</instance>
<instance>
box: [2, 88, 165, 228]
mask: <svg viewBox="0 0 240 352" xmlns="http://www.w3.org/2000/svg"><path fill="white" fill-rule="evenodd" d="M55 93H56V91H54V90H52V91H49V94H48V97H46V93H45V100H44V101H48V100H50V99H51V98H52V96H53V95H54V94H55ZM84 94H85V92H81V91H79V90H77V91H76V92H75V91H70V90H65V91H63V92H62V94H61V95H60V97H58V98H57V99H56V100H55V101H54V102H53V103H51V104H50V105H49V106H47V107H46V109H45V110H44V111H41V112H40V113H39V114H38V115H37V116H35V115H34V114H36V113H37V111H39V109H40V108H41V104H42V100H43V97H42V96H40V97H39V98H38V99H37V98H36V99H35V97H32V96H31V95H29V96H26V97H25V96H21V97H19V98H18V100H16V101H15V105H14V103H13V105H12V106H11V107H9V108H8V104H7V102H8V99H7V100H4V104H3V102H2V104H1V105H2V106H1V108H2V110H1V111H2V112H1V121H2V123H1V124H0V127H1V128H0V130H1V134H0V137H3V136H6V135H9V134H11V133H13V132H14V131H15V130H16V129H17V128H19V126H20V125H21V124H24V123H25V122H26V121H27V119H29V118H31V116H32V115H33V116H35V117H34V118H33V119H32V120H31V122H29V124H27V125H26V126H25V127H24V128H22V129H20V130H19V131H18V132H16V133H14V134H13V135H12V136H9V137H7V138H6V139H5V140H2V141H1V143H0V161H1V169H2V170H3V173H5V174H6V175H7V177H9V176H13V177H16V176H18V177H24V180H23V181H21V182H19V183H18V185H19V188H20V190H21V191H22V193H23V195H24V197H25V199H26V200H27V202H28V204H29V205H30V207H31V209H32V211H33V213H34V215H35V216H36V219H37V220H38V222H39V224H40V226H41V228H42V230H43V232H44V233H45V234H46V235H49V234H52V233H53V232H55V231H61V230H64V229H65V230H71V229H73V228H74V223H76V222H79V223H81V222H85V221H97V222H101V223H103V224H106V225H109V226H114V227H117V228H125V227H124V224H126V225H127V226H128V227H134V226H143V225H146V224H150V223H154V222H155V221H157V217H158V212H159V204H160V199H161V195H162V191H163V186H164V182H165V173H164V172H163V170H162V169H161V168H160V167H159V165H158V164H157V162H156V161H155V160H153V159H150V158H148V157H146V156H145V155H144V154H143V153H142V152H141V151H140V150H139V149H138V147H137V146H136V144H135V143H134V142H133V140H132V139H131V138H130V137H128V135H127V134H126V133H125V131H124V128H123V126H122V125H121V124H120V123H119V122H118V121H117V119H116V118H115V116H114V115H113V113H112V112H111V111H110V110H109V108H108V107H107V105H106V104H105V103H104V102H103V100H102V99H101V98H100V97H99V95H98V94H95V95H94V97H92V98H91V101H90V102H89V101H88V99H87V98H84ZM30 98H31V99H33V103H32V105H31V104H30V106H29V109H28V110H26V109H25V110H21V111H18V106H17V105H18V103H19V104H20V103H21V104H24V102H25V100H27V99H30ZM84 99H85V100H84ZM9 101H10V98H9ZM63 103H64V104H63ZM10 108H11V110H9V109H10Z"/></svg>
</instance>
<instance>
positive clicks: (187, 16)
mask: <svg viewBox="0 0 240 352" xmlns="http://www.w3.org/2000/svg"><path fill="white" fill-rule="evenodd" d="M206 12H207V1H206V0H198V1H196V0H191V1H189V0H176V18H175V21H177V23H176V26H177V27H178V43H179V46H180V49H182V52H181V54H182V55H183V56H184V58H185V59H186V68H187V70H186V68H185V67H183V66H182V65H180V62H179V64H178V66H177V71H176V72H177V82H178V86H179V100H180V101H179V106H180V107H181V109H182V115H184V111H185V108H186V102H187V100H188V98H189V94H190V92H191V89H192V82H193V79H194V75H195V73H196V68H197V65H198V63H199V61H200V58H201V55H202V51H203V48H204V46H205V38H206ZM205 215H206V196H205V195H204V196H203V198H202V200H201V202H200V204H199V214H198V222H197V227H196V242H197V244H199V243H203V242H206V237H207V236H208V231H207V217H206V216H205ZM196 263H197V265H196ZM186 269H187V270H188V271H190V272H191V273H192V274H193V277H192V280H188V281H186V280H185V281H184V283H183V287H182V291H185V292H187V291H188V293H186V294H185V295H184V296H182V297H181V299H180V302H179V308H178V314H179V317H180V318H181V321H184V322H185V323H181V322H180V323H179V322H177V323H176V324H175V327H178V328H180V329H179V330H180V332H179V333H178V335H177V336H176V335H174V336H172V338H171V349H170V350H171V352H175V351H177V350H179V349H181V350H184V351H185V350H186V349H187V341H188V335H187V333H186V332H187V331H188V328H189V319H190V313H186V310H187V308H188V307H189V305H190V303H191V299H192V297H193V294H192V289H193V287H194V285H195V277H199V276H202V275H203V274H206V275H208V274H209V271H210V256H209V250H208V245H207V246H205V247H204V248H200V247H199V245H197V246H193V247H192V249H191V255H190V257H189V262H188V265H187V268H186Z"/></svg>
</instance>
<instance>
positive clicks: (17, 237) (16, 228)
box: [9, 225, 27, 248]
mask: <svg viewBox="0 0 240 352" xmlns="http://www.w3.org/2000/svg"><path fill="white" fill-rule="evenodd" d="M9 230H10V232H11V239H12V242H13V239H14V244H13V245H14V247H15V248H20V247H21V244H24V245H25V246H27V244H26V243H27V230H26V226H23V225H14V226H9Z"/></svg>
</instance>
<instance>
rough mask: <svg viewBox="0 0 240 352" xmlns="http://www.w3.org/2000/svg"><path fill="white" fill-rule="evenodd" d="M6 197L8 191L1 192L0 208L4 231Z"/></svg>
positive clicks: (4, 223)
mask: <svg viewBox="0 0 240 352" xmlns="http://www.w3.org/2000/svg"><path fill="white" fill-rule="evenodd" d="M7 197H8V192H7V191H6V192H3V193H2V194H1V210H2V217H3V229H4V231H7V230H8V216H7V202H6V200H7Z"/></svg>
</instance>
★ ★ ★ ★ ★
_Exercise details_
The records above, in their entirety, need to be set down again exactly.

_Answer to this problem_
</instance>
<instance>
box: [2, 88, 165, 228]
mask: <svg viewBox="0 0 240 352" xmlns="http://www.w3.org/2000/svg"><path fill="white" fill-rule="evenodd" d="M55 93H56V91H54V90H52V91H49V94H48V97H46V93H45V100H44V101H48V100H50V99H51V98H52V96H53V95H54V94H55ZM84 94H85V92H81V91H79V90H77V91H76V92H75V91H70V90H65V91H63V92H62V94H61V95H60V97H58V98H57V99H56V100H55V101H54V102H53V103H51V104H50V105H49V106H47V107H46V109H45V110H44V111H41V112H40V113H39V114H38V115H37V116H35V115H34V114H36V113H37V111H39V109H40V108H41V104H42V100H43V97H42V96H40V97H39V98H38V99H37V98H36V99H35V97H32V96H31V95H29V96H26V97H25V96H21V97H19V98H18V100H16V101H15V105H14V103H13V105H12V106H11V107H9V108H8V104H7V102H8V99H7V100H4V104H3V102H2V104H1V105H2V106H1V108H2V110H1V111H2V112H1V121H2V123H1V124H0V127H1V128H0V130H1V134H0V137H3V136H6V135H9V134H11V133H13V132H14V131H15V130H16V129H17V128H19V126H20V125H21V124H24V123H25V122H26V121H27V119H29V118H31V116H32V115H33V116H35V117H34V118H33V119H32V120H31V122H29V124H27V125H26V126H25V127H24V128H22V129H20V130H19V131H18V132H16V133H14V134H13V135H12V136H9V137H7V138H6V139H5V140H2V141H1V143H0V161H1V169H2V170H3V173H5V174H6V175H7V177H9V176H13V177H16V176H18V177H24V180H23V181H21V182H19V183H18V185H19V188H20V190H21V191H22V193H23V195H24V197H25V199H26V200H27V202H28V204H29V205H30V207H31V209H32V211H33V213H34V215H35V216H36V219H37V220H38V222H39V224H40V226H41V228H42V230H43V232H44V233H45V234H46V235H49V234H52V233H53V232H55V231H61V230H64V229H65V230H71V229H73V228H74V223H76V222H79V223H81V222H85V221H97V222H101V223H103V224H106V225H109V226H114V227H117V228H125V227H124V224H126V225H127V226H128V227H134V226H143V225H146V224H150V223H154V222H155V221H157V217H158V212H159V204H160V199H161V195H162V191H163V186H164V182H165V173H164V172H163V170H162V169H161V168H160V167H159V165H158V164H157V162H156V161H155V160H153V159H150V158H148V157H146V156H145V155H144V154H143V153H142V152H141V151H140V150H139V149H138V147H137V146H136V144H135V143H134V142H133V140H132V139H131V138H130V137H128V135H127V134H126V133H125V131H124V128H123V126H122V125H121V124H120V123H119V122H118V121H117V119H116V118H115V116H114V115H113V113H112V112H111V111H110V110H109V108H108V107H107V105H106V104H105V103H104V102H103V100H102V99H101V98H100V97H99V95H98V94H95V95H94V97H92V98H91V101H90V102H89V101H88V99H87V98H84ZM30 98H31V99H33V103H32V105H31V104H30V106H29V109H28V110H26V109H25V110H21V111H18V106H17V105H18V103H19V104H20V103H21V104H24V102H25V100H27V99H30ZM84 99H85V100H84ZM9 101H10V98H9ZM63 103H64V104H63ZM10 108H11V110H9V109H10Z"/></svg>
</instance>
<instance>
positive clicks: (187, 16)
mask: <svg viewBox="0 0 240 352" xmlns="http://www.w3.org/2000/svg"><path fill="white" fill-rule="evenodd" d="M206 12H207V1H206V0H198V1H196V0H191V1H189V0H176V18H175V21H177V23H176V26H177V27H178V43H179V46H180V49H182V52H181V54H182V55H183V56H184V58H185V59H186V68H187V70H186V68H185V67H183V66H182V65H180V62H179V64H178V66H177V71H176V72H177V82H178V86H179V100H180V101H179V106H180V107H181V109H182V115H184V111H185V108H186V102H187V100H188V98H189V94H190V92H191V89H192V82H193V79H194V75H195V73H196V68H197V65H198V63H199V61H200V58H201V55H202V51H203V48H204V46H205V38H206ZM205 215H206V196H205V195H204V196H203V198H202V200H201V202H200V204H199V214H198V222H197V227H196V242H197V244H199V243H203V242H206V237H207V236H208V231H207V217H206V216H205ZM196 263H197V265H196ZM186 269H187V270H188V271H190V272H191V273H192V274H193V277H192V280H188V281H186V280H185V281H184V283H183V287H182V291H185V292H187V291H188V293H186V294H185V295H184V296H182V297H181V299H180V302H179V308H178V314H179V317H180V318H181V321H184V322H185V323H181V322H180V323H179V322H177V323H176V324H175V327H178V328H180V329H179V330H180V332H179V333H178V335H177V336H176V335H174V336H172V338H171V349H170V350H171V352H175V351H177V350H179V349H181V350H184V351H185V350H186V349H187V341H188V335H187V333H186V332H187V331H188V328H189V319H190V313H186V310H187V308H188V307H189V305H190V303H191V299H192V297H193V294H192V289H193V287H194V285H195V277H199V276H202V275H203V274H206V275H208V274H209V271H210V256H209V250H208V245H207V246H205V247H204V248H200V247H199V245H197V246H193V247H192V249H191V255H190V257H189V262H188V265H187V268H186Z"/></svg>
</instance>
<instance>
positive clicks: (17, 237) (16, 228)
box: [9, 225, 27, 248]
mask: <svg viewBox="0 0 240 352" xmlns="http://www.w3.org/2000/svg"><path fill="white" fill-rule="evenodd" d="M9 230H10V232H11V239H12V242H13V239H14V244H13V245H14V247H15V248H20V247H21V244H24V245H25V246H27V244H26V243H27V230H26V226H23V225H14V226H9Z"/></svg>
</instance>
<instance>
rough mask: <svg viewBox="0 0 240 352" xmlns="http://www.w3.org/2000/svg"><path fill="white" fill-rule="evenodd" d="M6 197L8 191L1 192L0 208L4 231Z"/></svg>
positive clicks: (4, 223)
mask: <svg viewBox="0 0 240 352" xmlns="http://www.w3.org/2000/svg"><path fill="white" fill-rule="evenodd" d="M7 197H8V192H7V191H6V192H3V193H2V194H1V210H2V217H3V229H4V231H7V230H8V216H7V202H6V200H7Z"/></svg>
</instance>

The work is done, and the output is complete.